● EXERCISE 1
In the condensate outlook text, up to what year does the study forecast condensate supply and demand?
● EXERCISE 2
Reproduce the passage of the condensate outlook text that begins with the words containing "There were some" and ends with "in November 2022.", substituting "For instance" for "For example".

● TEXT SHOWN
◆ ◆ ◆
FGE’s detailed assessment of the mid- to long-term outlook for condensates provides comprehensive coverage of the key challenges facing the market today. In this study, we forecast condensate supply and demand globally using bottom-up modelling to explore trends in condensate trade and pricing from now until 2040.
2022 was an eventful year for the oil and gas market.
The Russia-Ukraine war brought volatility and uncertainty to the market. EU and G7 sanctions led to big changes in seaborne global trade flows of crude and refined products.
COVID-19 lockdowns and restrictions in China dampened demand for various petrochemicals, including PX. At the same time, tightness in octane balances lifted the global aromatics complex. This ultimately provided some relief from the poor petrochemical margins condensate splitters were experiencing.
Notably, there was some anticipation of the return of Iranian South Pars condensate to the open market. Iran and the US were close to reaching a new nuclear deal in 3Q 2022, but negotiations eventually broke down. The Iranian government’s crackdowns on subsequent protests set relations between the two countries back further, making any swift end to sanctions unlikely. However, the planned restoration of diplomatic ties between Saudi Arabia and Iran, announced in March 2023, is seen as a hopeful sign for trade.
There were some new entrants to the seaborne condensate market in 2022. For example, Med-focused independent Energean produced first gas at Israel’s offshore Karish field in October 2022, with the field’s first condensate export cargo loaded in February 2023. Meanwhile, the Eni-operated Coral FLNG offshore Mozambique exported its first condensate cargo in November 2022.
In 2023, the market will be dealing with heavy condensate splitter outages while also keeping a close eye on downstream petrochemical demand. China’s economic growth will take front and centre stage and ultimately set the tone for condensate splitter margins.
◆ ◆ ◆
● DATA FOR ANALYSIS

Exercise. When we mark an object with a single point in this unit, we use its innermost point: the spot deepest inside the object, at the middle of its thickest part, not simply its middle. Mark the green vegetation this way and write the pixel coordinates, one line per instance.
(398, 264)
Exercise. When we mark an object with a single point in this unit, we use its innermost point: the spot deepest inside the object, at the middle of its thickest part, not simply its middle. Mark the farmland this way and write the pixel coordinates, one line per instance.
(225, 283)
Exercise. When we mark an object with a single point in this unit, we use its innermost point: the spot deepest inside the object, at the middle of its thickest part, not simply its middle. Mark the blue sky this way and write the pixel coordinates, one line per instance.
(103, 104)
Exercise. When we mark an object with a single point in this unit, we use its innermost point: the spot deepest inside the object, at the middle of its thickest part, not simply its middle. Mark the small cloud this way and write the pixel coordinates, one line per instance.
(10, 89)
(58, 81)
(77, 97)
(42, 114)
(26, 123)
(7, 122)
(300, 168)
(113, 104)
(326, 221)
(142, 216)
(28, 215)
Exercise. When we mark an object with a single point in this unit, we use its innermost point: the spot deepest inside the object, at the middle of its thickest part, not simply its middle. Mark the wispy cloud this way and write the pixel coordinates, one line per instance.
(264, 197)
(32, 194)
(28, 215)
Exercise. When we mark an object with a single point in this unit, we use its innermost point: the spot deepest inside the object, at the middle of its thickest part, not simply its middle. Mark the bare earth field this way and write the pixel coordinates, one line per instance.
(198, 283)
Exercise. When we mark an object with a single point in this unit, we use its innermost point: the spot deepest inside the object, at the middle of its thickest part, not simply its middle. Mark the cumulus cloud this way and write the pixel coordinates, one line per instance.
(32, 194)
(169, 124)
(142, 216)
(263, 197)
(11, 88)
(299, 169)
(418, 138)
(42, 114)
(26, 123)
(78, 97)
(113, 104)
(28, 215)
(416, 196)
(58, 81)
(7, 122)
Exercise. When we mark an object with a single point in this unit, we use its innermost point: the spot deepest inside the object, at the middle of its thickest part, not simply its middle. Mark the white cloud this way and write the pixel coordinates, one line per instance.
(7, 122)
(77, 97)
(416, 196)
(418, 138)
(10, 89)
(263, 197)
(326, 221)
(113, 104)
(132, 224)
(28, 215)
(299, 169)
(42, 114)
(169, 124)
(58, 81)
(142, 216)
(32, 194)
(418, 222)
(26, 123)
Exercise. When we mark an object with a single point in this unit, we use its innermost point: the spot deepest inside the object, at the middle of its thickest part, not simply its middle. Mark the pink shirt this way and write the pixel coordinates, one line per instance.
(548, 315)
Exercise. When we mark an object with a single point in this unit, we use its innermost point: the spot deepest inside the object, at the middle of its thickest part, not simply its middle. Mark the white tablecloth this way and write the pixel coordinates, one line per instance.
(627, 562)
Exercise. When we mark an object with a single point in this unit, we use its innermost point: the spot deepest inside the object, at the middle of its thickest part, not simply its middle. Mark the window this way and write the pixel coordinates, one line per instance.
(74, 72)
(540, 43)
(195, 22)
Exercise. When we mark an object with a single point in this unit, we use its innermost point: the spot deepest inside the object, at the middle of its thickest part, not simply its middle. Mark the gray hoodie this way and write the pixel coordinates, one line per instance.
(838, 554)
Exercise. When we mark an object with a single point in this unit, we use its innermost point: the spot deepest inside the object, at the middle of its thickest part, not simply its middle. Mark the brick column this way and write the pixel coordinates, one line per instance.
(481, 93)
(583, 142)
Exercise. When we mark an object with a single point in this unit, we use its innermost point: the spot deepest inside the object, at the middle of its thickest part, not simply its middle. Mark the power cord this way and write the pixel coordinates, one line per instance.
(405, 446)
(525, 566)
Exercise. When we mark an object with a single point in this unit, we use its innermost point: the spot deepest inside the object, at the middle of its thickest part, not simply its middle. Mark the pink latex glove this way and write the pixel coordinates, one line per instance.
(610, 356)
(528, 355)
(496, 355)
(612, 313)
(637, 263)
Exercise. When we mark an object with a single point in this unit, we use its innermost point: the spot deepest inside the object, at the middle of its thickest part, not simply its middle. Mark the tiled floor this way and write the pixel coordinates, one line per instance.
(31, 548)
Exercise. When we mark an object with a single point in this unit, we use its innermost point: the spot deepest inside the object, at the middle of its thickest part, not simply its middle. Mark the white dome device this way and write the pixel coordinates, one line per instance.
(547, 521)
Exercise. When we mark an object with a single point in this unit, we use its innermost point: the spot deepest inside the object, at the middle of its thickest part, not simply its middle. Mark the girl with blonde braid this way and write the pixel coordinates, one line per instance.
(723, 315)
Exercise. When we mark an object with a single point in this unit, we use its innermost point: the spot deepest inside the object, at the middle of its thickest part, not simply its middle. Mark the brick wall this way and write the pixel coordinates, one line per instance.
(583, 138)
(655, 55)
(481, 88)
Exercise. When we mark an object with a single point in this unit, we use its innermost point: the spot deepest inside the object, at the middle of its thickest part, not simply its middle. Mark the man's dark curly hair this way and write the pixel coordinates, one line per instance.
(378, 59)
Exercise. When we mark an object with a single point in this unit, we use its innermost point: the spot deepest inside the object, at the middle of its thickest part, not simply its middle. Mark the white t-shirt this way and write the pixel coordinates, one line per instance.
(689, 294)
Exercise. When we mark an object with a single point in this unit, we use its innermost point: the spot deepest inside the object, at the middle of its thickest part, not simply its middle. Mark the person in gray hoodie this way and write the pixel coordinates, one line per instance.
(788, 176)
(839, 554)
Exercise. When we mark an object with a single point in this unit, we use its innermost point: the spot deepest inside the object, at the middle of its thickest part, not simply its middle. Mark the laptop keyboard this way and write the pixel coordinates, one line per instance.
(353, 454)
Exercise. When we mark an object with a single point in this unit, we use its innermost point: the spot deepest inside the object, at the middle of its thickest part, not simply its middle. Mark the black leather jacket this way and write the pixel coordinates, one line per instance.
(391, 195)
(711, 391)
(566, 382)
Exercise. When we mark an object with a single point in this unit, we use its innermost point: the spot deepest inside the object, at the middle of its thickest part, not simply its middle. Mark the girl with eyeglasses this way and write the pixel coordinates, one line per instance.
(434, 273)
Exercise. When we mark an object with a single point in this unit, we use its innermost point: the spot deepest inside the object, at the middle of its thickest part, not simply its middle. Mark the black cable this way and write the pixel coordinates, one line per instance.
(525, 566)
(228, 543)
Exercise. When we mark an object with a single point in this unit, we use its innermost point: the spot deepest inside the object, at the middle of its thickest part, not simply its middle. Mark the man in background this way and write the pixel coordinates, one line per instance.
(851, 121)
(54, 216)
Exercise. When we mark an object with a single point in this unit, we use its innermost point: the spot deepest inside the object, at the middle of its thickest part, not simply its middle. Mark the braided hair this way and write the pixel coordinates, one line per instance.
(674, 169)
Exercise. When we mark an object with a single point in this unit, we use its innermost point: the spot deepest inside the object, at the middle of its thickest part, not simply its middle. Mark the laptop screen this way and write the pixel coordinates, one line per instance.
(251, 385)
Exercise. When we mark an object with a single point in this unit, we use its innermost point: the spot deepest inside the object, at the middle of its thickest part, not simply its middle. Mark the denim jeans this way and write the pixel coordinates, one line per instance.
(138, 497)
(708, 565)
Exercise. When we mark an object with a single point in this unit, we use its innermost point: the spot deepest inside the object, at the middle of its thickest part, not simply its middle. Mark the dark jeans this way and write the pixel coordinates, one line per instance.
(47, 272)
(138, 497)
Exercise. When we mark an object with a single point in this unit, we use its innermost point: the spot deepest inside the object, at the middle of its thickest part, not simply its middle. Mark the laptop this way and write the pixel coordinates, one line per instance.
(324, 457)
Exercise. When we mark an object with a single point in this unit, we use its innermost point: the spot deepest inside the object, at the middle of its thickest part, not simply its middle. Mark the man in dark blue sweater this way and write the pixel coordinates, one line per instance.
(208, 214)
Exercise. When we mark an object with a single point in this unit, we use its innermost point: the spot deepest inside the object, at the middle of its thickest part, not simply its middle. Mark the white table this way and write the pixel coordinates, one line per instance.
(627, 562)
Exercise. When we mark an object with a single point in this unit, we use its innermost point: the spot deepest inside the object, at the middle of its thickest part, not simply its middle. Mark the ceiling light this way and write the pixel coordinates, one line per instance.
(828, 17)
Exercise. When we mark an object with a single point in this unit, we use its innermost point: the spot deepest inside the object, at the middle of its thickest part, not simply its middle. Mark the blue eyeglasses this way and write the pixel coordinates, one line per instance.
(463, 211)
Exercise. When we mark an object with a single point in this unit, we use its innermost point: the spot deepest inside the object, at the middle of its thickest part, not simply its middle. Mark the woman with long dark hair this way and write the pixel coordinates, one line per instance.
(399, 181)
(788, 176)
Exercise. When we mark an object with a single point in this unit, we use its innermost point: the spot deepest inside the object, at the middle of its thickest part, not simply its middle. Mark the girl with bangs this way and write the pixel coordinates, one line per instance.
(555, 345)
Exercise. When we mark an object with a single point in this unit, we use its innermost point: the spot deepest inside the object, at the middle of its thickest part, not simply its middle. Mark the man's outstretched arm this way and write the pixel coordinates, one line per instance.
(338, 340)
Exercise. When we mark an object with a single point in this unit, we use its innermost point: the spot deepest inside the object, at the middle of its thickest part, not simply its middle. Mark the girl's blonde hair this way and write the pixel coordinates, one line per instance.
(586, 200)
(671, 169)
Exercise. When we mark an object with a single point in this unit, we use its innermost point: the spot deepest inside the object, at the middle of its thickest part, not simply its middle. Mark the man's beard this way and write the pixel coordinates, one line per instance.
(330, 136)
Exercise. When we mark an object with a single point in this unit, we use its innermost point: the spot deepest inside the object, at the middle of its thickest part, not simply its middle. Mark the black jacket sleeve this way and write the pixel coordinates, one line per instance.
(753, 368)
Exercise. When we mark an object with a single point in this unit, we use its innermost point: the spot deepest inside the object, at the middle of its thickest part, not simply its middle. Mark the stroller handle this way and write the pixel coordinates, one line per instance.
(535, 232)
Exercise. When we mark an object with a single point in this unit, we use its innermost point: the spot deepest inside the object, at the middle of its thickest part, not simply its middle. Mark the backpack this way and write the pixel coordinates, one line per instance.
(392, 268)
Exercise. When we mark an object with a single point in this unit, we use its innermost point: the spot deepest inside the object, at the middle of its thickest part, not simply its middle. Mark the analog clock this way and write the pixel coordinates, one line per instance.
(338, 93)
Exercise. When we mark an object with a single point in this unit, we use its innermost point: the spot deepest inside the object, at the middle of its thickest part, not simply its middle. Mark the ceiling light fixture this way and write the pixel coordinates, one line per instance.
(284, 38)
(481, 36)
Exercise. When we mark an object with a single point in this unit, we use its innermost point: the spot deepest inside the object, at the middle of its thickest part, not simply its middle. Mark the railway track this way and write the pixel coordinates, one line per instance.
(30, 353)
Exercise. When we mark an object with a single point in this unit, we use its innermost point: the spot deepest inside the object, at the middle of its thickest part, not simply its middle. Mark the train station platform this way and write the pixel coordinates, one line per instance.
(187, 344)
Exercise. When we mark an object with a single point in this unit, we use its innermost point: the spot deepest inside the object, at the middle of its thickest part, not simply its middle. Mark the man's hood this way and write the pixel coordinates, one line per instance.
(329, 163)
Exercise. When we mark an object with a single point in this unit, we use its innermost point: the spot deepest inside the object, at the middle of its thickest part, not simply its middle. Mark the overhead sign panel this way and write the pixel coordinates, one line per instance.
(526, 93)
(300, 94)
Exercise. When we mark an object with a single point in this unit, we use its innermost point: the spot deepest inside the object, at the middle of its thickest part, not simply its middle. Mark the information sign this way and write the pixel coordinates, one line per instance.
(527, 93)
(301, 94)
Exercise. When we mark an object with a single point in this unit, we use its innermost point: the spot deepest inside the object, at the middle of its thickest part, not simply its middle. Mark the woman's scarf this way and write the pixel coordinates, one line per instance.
◆ ◆ ◆
● TASK RESULT 1
Until 2040.

● TASK RESULT 2
There were some new entrants to the seaborne condensate market in 2022. For instance, Med-focused independent Energean produced first gas at Israel’s offshore Karish field in October 2022, with the field’s first condensate export cargo loaded in February 2023. Meanwhile, the Eni-operated Coral FLNG offshore Mozambique exported its first condensate cargo in November 2022.